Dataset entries
####################

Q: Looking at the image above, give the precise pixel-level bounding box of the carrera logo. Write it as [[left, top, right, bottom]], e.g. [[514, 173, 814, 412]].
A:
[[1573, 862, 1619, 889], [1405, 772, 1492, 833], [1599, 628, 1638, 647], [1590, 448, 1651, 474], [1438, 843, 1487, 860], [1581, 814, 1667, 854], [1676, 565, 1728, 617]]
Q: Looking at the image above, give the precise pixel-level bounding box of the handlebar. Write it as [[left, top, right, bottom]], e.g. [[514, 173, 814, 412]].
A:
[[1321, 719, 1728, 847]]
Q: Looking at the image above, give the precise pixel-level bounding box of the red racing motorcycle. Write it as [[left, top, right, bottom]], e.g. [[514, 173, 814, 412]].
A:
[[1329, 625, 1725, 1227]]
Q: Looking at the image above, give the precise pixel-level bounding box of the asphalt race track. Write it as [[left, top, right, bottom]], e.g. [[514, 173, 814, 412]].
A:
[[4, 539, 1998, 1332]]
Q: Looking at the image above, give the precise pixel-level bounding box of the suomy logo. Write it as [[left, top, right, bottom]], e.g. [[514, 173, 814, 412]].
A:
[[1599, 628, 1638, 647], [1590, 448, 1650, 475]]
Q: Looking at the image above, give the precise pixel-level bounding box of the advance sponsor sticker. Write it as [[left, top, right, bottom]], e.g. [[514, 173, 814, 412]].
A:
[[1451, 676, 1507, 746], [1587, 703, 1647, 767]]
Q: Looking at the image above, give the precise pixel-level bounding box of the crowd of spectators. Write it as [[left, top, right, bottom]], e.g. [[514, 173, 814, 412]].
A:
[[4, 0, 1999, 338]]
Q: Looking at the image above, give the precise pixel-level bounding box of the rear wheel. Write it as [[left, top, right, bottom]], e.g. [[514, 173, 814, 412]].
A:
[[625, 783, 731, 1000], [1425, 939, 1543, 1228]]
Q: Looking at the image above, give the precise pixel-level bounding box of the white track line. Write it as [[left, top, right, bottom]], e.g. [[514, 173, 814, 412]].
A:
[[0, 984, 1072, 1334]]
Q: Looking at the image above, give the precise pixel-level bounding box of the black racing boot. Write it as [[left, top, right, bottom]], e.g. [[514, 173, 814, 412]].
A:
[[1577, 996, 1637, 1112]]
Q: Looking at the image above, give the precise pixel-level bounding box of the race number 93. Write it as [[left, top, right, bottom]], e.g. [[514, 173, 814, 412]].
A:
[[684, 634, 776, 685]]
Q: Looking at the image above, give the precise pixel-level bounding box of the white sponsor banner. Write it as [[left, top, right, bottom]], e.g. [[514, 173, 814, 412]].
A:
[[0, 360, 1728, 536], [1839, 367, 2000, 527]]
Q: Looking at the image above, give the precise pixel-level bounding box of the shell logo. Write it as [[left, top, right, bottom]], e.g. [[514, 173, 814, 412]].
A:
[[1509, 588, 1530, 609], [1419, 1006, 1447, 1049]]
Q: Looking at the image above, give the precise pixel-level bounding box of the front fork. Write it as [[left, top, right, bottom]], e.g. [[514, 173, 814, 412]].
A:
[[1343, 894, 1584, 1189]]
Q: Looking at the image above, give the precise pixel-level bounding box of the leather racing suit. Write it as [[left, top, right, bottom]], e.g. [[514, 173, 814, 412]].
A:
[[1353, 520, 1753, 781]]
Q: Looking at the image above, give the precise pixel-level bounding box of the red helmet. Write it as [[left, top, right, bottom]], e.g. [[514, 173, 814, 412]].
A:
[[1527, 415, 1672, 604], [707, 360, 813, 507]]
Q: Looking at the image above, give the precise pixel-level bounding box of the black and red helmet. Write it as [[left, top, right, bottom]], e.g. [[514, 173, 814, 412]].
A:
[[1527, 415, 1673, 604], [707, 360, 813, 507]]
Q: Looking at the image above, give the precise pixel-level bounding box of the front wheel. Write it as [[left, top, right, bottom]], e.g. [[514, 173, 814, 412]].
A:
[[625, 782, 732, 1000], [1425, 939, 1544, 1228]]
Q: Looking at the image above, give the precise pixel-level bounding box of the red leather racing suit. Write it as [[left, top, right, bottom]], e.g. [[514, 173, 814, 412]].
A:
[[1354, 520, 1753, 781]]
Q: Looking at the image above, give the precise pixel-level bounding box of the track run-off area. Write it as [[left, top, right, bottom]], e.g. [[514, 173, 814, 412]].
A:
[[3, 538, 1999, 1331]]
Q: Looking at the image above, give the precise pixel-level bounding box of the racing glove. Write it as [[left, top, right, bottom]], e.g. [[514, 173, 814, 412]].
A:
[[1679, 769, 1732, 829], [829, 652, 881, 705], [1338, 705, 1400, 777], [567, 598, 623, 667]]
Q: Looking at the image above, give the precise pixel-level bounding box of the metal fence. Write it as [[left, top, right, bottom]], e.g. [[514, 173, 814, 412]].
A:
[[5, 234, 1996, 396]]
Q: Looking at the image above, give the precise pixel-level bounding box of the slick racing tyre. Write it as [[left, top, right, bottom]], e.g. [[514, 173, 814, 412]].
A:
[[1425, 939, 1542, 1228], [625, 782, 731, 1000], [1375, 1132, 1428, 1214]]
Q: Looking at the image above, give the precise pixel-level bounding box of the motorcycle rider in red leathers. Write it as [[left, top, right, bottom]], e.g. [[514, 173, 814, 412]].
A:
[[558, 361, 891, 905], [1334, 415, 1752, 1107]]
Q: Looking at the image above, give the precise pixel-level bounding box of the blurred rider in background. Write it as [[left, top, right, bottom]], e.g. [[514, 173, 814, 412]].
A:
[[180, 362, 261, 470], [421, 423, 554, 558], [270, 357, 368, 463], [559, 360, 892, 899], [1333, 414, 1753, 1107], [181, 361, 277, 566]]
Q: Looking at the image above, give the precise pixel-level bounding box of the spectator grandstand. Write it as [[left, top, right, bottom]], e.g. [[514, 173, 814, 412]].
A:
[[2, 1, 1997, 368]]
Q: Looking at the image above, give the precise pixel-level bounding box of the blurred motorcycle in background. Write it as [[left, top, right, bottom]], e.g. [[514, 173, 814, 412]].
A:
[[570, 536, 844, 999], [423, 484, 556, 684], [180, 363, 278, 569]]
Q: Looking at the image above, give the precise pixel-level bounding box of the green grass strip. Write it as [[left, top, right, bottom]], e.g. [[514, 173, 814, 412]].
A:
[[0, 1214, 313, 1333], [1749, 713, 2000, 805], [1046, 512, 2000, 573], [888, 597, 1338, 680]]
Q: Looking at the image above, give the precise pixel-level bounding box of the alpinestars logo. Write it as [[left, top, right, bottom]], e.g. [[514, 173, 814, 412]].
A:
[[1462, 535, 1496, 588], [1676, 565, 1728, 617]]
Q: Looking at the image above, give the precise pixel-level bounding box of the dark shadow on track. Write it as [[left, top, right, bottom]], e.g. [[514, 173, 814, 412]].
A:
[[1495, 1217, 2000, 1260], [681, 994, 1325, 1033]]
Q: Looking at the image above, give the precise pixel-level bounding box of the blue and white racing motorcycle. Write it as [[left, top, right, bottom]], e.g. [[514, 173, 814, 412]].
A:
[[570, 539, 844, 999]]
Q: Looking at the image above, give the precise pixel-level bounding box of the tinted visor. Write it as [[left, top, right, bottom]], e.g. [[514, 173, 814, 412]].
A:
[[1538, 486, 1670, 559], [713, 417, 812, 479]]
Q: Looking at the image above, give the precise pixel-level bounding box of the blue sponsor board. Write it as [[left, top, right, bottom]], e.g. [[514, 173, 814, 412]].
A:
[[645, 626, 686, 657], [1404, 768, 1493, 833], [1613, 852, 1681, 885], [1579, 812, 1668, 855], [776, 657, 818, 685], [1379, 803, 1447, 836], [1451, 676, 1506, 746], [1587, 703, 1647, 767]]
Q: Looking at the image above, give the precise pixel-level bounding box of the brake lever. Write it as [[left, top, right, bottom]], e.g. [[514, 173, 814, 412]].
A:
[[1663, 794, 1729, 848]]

####################

• WORK INSTRUCTION
Across the entries above, find each line with the word "blue" and please copy it out.

• ANSWER FOR THE TASK
Q: Looking at the image above, give the precise pixel-level bounding box of the blue and white racing motorcycle. Write it as [[left, top, right, bottom]], e.g. [[514, 173, 814, 412]].
Q: Looking at the image above, give the precise pixel-level bounding box of the blue sponsor board. Write it as [[left, top, right, bottom]], e.g. [[514, 173, 814, 412]].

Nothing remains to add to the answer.